YOUR GOAL
Reproduce every line of the records from the line containing "Wildlife camera trigger: the trail-cam image above contains bare" down to the line containing "19, 44, 105, 88", both included and requests kept intact, rescaling each bounding-box coordinate in the answers by a factor of 1.15 and rounding to the nearest whole number, with halves rounded up. Provide only those lines.

** begin SUPPLIED DATA **

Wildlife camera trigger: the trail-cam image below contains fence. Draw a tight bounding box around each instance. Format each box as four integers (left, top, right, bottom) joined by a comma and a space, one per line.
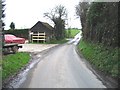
32, 32, 46, 43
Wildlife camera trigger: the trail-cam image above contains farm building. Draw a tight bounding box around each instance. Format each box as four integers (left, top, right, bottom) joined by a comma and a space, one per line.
29, 21, 54, 42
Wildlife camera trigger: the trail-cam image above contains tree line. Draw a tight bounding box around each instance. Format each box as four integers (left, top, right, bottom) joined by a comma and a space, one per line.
76, 2, 120, 47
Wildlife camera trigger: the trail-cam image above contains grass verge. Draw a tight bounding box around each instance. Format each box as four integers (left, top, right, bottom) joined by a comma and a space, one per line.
31, 39, 68, 44
66, 29, 80, 38
2, 52, 30, 81
78, 39, 120, 78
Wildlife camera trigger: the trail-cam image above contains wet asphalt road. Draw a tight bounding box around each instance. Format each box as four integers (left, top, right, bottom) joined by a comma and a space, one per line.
18, 44, 105, 88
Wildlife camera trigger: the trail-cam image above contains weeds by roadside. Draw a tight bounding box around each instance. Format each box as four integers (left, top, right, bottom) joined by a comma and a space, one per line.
2, 52, 30, 81
78, 40, 120, 78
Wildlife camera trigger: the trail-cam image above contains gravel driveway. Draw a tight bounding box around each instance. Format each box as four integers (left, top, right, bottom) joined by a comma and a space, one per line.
19, 44, 58, 52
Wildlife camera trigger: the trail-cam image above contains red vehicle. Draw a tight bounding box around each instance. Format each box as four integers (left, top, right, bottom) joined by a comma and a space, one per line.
4, 34, 25, 44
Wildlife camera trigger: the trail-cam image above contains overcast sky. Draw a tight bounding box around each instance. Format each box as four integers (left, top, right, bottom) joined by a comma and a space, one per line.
4, 0, 81, 29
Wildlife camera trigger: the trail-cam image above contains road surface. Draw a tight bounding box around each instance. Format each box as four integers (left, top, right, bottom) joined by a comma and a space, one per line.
7, 32, 106, 88
19, 34, 105, 88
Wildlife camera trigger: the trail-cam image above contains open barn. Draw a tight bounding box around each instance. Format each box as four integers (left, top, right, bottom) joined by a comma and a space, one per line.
29, 21, 54, 42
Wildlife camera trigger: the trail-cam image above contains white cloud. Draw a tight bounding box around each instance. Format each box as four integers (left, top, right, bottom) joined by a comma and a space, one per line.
5, 0, 81, 29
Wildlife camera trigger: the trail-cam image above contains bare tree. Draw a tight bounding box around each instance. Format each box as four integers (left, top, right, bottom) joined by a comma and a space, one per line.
44, 5, 67, 40
76, 2, 89, 35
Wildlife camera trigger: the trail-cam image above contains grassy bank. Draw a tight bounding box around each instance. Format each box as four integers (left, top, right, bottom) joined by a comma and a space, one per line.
66, 29, 80, 38
2, 53, 30, 80
78, 40, 120, 78
31, 39, 68, 44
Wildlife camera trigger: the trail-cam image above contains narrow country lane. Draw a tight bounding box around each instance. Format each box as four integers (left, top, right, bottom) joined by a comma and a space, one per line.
19, 44, 105, 88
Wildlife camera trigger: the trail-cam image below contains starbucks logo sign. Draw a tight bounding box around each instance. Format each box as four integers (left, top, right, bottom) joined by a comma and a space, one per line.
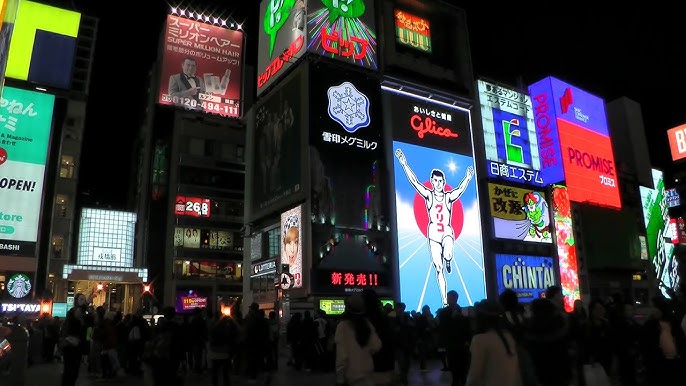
7, 273, 31, 298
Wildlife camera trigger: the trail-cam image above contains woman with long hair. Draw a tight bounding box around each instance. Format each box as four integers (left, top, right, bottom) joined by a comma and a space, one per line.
334, 295, 381, 386
466, 300, 522, 386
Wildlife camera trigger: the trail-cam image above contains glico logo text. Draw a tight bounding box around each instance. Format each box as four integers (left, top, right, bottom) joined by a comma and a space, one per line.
410, 114, 459, 139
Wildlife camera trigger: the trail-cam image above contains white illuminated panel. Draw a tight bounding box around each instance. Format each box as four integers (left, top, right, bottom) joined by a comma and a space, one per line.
77, 208, 136, 267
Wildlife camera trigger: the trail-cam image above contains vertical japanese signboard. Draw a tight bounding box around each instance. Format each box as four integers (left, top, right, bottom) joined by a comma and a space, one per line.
307, 0, 378, 70
488, 183, 553, 243
383, 88, 486, 310
158, 15, 243, 118
0, 87, 55, 257
478, 80, 546, 186
257, 0, 307, 95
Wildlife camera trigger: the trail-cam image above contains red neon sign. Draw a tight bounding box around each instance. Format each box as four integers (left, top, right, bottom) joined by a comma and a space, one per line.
410, 114, 458, 138
331, 271, 379, 287
257, 35, 305, 88
557, 119, 622, 208
174, 196, 210, 217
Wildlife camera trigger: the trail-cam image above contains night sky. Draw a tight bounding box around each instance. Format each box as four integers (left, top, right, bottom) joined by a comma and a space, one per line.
57, 0, 686, 208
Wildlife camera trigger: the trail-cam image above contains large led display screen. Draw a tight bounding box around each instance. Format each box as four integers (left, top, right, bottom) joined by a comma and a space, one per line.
384, 88, 486, 310
495, 254, 557, 302
252, 68, 304, 215
257, 0, 308, 95
158, 15, 243, 118
0, 86, 55, 256
5, 1, 81, 88
307, 0, 378, 70
552, 185, 581, 312
477, 80, 546, 186
488, 183, 553, 243
309, 65, 392, 294
529, 77, 622, 208
639, 169, 680, 297
667, 124, 686, 161
77, 208, 137, 268
281, 206, 303, 288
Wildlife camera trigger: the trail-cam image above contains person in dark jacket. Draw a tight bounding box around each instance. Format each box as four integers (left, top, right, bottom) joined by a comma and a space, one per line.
361, 289, 396, 386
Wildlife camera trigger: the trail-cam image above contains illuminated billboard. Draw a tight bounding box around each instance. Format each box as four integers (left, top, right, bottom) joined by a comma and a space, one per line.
257, 0, 307, 95
249, 68, 305, 216
552, 185, 581, 312
488, 183, 553, 243
77, 208, 137, 268
667, 124, 686, 161
529, 77, 622, 208
5, 1, 81, 88
0, 87, 55, 257
495, 254, 557, 302
393, 9, 431, 54
639, 169, 679, 297
390, 87, 486, 310
158, 15, 243, 118
174, 196, 211, 217
307, 0, 378, 70
281, 206, 303, 288
477, 80, 546, 186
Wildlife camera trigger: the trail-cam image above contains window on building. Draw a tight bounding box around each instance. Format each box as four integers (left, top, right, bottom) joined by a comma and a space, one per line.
52, 235, 64, 259
60, 154, 76, 178
188, 138, 206, 156
55, 194, 69, 217
267, 227, 281, 258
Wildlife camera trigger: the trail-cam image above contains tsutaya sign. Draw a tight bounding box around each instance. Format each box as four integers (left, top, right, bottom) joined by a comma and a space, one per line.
0, 303, 40, 313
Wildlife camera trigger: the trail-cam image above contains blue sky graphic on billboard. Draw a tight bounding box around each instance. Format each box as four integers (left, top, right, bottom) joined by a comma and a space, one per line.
393, 142, 486, 312
495, 254, 557, 302
478, 80, 545, 186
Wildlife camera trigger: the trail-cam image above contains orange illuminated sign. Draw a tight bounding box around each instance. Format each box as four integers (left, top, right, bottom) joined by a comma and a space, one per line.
667, 124, 686, 161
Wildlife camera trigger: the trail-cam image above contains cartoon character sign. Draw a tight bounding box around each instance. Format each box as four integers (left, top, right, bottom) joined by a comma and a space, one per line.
488, 183, 552, 243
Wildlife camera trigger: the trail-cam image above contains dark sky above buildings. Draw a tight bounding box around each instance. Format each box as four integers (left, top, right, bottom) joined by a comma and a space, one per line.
57, 0, 686, 207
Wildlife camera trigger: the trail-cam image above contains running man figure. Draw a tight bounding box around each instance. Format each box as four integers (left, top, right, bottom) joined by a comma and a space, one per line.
395, 149, 474, 306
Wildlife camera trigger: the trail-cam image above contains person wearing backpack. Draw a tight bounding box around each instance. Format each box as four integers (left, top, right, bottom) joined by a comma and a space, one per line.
207, 314, 237, 386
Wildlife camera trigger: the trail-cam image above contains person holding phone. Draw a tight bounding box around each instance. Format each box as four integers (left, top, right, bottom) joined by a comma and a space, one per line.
168, 56, 206, 110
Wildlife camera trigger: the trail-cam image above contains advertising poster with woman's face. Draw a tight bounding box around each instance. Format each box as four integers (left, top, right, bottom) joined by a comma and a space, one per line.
281, 206, 303, 288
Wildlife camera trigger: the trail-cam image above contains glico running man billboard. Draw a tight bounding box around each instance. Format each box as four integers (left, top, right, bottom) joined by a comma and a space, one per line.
477, 80, 546, 186
488, 183, 553, 243
639, 169, 679, 297
307, 0, 378, 70
158, 15, 243, 118
257, 0, 307, 95
383, 87, 486, 310
529, 77, 622, 209
0, 86, 55, 257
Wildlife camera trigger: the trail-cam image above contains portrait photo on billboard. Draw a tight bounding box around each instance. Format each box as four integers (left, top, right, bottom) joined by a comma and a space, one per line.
382, 87, 473, 157
281, 205, 303, 288
495, 254, 557, 303
257, 0, 312, 95
307, 0, 378, 70
488, 183, 553, 244
393, 141, 486, 310
0, 86, 55, 257
252, 71, 303, 213
158, 15, 243, 118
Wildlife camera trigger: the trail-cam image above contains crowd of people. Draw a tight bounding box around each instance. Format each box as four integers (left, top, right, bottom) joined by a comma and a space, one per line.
1, 286, 686, 386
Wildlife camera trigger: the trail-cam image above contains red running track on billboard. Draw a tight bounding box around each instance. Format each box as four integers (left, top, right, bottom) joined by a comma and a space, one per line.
158, 15, 243, 118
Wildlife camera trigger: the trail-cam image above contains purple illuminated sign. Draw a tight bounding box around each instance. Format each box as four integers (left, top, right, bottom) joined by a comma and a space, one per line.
548, 77, 610, 136
529, 78, 565, 184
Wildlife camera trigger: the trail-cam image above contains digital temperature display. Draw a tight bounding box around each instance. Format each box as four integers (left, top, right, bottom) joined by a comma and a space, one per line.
174, 196, 210, 217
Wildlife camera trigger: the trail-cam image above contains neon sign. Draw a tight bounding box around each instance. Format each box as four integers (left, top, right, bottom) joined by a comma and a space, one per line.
394, 9, 431, 53
174, 196, 211, 217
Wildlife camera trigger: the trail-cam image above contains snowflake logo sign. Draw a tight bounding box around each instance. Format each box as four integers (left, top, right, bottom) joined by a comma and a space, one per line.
326, 82, 370, 133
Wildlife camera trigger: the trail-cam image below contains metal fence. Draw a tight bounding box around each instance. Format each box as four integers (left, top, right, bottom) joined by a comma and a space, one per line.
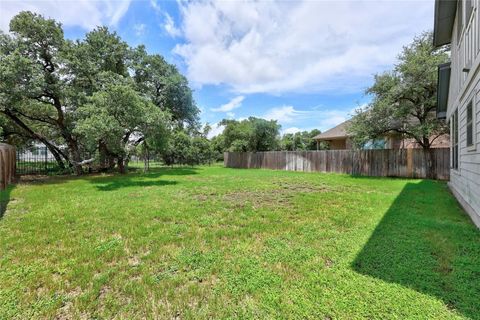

** end SUPPLIED DATA **

RESULT
Wildlife camera trigger: the trail-cam image above contains bare tree. Draw a tight bounding box around each instance. Format each box as four integers (left, top, right, bottom) joined by a comma and a space, one per line.
51, 6, 77, 46
87, 2, 102, 40
Wildlife camera trigger: the trail-cam image above contains grassy bank. Draw a tight bounding box around each instance. Format each box as four integers (left, top, right, bottom) joined by a comma and a space, one per line.
76, 33, 92, 44
2, 61, 35, 92
90, 46, 138, 90
36, 45, 78, 51
Wildlife camera trigger: the trail-cam image above contains narrow country lane. Draw a tight bounding box around each instance. Format each box as four integers (left, top, right, bottom) joined by a comma and a space, one per line.
22, 51, 121, 101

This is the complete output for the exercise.